Task to carry out – Extract each line of the records that contains the word "bounding".

Task data –
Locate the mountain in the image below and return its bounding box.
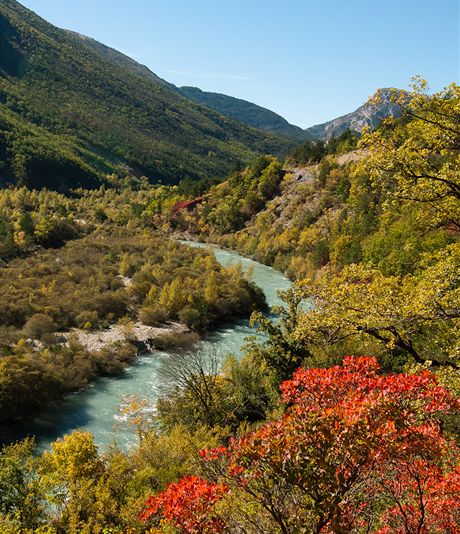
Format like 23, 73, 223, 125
179, 87, 306, 141
179, 87, 400, 142
0, 0, 290, 190
304, 88, 401, 141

Answer for the task –
Locate the mountain in the image below and return its bounding box.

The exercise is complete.